*DESCRIPTION OF THE TASK*: Copy exactly the lines from the one containing "[tag] small red mushroom: a pin per instance" through the last line of the records, both included, and nothing more.

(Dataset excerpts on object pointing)
○ ○ ○ ○

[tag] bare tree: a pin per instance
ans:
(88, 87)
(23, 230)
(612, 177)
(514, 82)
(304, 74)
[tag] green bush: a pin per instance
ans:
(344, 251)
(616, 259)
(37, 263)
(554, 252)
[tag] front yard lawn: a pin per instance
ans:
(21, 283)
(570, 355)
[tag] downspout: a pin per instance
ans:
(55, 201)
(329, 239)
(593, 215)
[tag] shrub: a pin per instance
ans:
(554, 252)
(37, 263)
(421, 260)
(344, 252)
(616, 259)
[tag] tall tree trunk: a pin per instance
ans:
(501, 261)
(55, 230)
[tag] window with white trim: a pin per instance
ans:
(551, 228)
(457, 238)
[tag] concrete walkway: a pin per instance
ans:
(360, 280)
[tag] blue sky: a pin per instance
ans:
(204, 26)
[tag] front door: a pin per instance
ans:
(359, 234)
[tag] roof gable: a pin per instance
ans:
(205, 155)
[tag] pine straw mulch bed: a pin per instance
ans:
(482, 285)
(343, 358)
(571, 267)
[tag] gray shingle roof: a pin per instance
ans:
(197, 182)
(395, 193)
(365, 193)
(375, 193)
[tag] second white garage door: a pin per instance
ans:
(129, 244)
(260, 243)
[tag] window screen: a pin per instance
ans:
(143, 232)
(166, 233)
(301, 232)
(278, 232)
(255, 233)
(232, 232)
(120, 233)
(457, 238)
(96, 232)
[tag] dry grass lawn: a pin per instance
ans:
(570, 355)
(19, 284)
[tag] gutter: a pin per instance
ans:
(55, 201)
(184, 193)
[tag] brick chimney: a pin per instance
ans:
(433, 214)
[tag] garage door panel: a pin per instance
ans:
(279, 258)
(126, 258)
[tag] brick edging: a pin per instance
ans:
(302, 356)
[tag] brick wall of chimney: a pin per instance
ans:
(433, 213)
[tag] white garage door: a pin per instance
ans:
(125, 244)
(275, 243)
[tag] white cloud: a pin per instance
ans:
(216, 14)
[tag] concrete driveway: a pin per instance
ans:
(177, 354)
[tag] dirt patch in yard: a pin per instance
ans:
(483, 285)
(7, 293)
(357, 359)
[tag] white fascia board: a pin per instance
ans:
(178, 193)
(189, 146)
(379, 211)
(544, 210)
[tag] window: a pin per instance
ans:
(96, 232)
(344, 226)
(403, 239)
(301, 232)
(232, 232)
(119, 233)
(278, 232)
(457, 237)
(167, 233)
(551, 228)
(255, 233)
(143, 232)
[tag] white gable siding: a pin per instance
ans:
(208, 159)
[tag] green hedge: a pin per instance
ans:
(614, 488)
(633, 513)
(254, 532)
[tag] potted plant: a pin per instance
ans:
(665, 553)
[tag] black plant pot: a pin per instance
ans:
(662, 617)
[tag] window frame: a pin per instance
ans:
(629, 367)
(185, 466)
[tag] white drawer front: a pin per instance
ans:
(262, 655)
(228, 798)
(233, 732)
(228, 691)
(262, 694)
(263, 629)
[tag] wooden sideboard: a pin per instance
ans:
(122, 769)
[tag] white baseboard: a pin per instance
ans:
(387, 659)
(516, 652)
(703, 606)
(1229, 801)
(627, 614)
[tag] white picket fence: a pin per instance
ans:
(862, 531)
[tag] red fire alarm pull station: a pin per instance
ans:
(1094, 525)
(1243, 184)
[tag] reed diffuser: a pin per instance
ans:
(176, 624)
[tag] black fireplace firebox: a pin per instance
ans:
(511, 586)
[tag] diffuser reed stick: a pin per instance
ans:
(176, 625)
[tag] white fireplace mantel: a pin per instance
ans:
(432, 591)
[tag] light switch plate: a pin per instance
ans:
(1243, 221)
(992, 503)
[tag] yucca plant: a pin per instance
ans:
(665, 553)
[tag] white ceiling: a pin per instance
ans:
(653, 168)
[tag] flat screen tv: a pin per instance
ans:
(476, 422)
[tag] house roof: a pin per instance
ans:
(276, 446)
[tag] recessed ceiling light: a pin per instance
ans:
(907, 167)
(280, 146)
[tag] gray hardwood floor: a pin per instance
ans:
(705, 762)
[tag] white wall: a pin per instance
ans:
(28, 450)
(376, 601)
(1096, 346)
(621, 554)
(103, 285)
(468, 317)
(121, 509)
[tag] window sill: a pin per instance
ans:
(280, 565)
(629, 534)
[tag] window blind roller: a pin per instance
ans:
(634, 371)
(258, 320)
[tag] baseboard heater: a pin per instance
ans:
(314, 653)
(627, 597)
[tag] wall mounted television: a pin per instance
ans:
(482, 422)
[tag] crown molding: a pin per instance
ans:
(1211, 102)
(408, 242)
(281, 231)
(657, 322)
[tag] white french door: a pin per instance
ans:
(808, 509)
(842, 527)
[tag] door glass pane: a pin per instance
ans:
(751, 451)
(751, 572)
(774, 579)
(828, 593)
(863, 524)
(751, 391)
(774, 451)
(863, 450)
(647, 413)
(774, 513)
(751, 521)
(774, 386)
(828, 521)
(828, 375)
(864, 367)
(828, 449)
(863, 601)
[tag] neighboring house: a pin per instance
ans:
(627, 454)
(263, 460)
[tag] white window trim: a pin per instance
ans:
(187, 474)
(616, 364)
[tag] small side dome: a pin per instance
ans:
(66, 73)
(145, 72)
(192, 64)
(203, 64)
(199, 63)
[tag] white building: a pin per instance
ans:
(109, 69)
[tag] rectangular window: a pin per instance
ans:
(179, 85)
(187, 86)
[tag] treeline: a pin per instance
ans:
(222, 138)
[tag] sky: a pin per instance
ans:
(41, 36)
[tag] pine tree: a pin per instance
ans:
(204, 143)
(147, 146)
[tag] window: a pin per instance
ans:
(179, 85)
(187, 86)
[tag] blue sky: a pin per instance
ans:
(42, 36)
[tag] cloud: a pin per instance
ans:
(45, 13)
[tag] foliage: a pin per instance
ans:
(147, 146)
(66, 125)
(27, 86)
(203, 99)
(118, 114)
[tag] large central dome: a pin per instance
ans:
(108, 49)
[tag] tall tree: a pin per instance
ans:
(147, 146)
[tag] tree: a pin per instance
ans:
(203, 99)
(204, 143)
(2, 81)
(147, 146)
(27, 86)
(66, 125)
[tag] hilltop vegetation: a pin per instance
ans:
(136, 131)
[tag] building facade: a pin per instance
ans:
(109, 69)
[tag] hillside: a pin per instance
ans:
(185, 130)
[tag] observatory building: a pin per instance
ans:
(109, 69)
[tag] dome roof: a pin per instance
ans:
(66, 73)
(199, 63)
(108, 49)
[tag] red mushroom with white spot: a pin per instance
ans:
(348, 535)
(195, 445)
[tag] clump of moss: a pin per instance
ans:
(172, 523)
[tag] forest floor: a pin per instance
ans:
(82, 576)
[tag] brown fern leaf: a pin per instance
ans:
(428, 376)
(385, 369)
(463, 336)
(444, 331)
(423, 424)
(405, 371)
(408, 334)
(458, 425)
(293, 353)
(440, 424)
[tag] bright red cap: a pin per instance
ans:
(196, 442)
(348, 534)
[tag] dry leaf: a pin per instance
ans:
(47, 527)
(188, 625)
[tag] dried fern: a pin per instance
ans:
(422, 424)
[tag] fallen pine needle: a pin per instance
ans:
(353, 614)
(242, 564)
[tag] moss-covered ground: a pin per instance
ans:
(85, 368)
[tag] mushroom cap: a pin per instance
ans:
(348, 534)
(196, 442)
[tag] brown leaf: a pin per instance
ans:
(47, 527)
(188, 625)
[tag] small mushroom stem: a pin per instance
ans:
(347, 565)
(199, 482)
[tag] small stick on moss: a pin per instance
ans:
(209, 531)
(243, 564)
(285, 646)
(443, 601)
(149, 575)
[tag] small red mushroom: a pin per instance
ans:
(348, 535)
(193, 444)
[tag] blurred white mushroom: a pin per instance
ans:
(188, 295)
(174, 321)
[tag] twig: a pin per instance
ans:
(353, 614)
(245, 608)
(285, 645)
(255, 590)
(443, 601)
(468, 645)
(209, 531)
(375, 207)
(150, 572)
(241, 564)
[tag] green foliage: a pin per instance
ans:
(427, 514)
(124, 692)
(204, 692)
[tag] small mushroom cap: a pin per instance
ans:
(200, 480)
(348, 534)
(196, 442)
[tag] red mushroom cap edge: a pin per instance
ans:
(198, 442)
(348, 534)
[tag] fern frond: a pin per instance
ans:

○ ○ ○ ○

*FULL ANSWER*:
[tag] small red mushroom: a pin per instance
ans:
(348, 535)
(193, 444)
[tag] blurred white mushroom: a pin per instance
ans:
(188, 295)
(174, 321)
[tag] twig: a pin per instance
ans:
(353, 614)
(245, 608)
(285, 645)
(255, 590)
(443, 601)
(468, 645)
(209, 531)
(375, 207)
(150, 572)
(241, 564)
[tag] green foliage: a pin per instance
ans:
(427, 514)
(124, 692)
(204, 692)
[tag] small mushroom cap: a pin per instance
ans:
(200, 480)
(348, 534)
(196, 442)
[tag] red mushroom cap edge: a pin per instance
ans:
(198, 442)
(348, 534)
[tag] fern frond: a pin per instance
ans:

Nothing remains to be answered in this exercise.